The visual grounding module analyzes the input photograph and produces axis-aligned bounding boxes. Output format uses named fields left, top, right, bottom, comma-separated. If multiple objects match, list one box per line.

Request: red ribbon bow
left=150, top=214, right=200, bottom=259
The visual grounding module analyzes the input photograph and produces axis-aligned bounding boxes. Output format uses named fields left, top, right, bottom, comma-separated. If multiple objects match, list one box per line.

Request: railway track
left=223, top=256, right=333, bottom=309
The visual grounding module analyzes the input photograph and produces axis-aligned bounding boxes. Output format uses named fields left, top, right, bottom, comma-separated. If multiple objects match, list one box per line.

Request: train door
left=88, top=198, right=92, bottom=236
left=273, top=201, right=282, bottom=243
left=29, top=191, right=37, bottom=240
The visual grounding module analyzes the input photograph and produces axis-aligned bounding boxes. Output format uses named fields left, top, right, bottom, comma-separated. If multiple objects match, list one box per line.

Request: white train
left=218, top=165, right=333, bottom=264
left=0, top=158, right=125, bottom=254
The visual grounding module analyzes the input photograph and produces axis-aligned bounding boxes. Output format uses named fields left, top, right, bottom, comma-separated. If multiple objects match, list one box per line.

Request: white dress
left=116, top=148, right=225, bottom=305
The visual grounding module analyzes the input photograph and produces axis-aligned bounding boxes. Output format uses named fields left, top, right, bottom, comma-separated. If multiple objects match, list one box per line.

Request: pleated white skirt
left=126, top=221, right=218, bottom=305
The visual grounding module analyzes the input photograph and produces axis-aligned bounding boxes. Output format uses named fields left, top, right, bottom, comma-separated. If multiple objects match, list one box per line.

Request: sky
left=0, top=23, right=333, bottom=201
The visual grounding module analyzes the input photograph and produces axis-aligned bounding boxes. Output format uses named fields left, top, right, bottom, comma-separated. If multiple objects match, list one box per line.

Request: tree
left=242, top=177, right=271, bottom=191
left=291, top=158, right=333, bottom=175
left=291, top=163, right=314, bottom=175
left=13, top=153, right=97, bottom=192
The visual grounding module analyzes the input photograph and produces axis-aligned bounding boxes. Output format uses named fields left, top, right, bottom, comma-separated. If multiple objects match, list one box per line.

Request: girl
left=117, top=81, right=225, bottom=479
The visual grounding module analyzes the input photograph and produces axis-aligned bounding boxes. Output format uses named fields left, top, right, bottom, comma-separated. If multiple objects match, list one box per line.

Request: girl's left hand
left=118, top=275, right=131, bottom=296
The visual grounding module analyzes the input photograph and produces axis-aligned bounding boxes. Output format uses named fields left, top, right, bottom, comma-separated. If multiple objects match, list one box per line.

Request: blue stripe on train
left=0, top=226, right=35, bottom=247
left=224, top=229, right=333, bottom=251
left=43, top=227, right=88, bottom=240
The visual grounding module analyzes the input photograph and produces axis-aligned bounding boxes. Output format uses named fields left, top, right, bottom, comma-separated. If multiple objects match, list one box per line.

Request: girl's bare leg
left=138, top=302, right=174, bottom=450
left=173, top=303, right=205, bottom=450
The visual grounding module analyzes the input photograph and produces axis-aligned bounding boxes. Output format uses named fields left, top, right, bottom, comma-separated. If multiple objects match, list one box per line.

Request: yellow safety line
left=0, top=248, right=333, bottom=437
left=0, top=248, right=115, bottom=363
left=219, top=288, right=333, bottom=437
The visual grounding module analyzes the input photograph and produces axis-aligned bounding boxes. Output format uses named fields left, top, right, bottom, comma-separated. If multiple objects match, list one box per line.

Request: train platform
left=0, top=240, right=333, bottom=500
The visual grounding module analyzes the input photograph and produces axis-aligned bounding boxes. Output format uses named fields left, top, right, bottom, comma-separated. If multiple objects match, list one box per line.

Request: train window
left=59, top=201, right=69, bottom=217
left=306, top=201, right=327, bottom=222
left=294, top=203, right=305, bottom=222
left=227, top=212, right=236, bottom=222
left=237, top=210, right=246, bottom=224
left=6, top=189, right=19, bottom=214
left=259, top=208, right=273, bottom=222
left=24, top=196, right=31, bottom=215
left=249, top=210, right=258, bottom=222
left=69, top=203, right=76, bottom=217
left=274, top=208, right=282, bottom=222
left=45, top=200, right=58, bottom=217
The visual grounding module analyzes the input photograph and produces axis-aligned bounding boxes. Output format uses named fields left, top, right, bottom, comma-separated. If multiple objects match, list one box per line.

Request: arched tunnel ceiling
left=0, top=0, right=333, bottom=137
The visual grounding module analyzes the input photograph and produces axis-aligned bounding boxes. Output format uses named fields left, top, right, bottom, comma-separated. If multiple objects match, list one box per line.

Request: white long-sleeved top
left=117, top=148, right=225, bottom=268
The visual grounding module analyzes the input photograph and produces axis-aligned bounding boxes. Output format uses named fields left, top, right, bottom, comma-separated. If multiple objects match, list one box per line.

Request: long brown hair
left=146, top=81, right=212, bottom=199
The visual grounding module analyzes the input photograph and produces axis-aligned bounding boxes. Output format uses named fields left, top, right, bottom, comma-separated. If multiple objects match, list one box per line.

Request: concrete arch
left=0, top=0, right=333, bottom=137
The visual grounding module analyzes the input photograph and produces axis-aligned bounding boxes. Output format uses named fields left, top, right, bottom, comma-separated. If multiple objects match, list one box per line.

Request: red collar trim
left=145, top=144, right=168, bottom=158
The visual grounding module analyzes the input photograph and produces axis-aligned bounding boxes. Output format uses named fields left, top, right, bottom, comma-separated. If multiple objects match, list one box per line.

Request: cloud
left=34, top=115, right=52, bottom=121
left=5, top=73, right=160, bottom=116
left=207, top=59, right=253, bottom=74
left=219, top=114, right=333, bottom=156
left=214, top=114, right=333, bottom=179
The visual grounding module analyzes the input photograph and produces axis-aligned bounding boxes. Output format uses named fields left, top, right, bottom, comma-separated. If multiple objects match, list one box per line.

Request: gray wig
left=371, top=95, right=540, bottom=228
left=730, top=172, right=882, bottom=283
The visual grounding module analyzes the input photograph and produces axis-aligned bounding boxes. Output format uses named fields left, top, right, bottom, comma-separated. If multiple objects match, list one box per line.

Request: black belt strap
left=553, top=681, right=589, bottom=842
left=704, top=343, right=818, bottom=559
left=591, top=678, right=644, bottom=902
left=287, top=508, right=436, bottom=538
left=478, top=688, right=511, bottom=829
• • •
What you will do: Count how many lines of the data contain the word "train", matching case exactly. Reply with the number only.

Task solution: 5